** The data follows **

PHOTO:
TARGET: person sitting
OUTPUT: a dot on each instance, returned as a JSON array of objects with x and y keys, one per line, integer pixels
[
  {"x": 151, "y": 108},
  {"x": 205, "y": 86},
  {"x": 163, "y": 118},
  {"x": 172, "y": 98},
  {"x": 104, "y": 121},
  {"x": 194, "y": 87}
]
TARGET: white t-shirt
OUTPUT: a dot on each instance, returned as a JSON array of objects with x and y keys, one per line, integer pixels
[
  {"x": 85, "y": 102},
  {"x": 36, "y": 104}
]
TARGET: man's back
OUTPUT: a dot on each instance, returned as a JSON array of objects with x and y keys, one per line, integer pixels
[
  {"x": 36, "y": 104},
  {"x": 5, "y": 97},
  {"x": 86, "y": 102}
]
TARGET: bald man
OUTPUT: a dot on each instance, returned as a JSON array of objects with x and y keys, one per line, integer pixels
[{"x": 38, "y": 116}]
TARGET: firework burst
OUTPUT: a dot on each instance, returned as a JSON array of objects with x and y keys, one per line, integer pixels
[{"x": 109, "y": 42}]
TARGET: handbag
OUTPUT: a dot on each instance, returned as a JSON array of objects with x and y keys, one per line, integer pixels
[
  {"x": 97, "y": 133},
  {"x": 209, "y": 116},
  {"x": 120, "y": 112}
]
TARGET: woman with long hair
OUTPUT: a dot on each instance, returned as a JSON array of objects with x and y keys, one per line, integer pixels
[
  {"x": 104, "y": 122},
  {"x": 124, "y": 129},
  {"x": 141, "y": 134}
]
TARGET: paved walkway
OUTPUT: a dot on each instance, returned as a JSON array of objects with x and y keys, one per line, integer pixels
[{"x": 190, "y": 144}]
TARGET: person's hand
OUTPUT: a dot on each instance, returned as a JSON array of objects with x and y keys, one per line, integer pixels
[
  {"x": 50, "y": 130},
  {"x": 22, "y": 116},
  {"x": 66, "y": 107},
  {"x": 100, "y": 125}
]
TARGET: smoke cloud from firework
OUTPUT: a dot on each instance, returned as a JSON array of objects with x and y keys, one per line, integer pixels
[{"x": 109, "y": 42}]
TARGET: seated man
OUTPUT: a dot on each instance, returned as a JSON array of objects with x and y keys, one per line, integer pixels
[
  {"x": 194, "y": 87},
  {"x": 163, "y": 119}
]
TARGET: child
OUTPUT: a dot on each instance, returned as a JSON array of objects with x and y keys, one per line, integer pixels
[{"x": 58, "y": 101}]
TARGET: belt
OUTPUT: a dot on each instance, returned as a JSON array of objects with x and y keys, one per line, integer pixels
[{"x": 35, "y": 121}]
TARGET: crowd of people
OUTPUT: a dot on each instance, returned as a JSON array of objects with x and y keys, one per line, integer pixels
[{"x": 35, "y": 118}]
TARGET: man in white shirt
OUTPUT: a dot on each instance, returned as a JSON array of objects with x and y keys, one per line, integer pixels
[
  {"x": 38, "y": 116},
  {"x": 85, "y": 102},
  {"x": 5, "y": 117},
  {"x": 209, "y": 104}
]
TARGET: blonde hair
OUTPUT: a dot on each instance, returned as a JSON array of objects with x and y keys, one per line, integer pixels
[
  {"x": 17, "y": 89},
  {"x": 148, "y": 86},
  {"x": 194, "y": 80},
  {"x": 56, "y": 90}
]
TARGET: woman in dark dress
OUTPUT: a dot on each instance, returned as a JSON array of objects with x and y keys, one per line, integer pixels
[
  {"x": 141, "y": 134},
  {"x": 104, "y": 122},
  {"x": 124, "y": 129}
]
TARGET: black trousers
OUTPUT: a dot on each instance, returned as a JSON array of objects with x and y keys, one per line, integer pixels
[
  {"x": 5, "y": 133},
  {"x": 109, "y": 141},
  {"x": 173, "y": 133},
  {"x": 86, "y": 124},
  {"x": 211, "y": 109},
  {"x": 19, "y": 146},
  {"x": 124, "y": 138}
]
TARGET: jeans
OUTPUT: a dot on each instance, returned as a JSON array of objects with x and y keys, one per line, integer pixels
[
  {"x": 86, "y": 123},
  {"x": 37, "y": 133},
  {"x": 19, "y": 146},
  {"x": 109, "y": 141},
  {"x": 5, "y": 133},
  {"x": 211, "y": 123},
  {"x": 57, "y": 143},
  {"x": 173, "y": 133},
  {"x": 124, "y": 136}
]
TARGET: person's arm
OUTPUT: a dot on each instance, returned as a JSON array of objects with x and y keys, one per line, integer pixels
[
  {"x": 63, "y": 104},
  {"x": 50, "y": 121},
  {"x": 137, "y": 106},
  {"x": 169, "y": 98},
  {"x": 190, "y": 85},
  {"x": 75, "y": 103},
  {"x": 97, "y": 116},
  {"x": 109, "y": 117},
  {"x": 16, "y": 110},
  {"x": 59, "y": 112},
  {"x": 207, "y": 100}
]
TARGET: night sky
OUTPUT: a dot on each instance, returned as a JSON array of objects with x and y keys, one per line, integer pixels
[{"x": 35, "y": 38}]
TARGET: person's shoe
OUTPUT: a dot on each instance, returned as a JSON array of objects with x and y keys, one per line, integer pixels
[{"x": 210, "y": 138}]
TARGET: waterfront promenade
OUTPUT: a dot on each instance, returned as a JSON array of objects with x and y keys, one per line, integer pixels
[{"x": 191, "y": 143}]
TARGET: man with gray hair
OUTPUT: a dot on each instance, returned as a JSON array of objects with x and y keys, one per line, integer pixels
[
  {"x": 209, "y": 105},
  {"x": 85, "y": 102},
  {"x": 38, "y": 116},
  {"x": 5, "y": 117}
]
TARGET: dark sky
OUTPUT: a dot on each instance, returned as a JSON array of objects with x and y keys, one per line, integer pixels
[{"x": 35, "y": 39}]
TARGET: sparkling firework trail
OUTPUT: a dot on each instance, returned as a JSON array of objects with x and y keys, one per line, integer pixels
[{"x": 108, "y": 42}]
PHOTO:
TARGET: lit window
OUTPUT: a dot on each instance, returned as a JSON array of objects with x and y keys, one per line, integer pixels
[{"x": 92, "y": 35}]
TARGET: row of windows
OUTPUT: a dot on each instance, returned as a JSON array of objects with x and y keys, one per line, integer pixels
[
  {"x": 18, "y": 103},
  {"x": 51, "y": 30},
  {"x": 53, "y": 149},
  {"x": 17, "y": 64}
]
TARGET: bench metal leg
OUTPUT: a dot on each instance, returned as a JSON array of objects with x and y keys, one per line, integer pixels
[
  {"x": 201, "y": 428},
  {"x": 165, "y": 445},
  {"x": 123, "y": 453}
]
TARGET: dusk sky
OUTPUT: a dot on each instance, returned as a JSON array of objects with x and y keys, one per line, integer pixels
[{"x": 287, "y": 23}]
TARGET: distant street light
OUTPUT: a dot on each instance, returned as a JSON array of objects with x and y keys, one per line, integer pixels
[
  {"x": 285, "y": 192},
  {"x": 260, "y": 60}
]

** End of The data **

§ **Directions for this task**
If a line in the data above holds the word "woman", count it, and give only the final number.

§ **Solution to the exercise**
2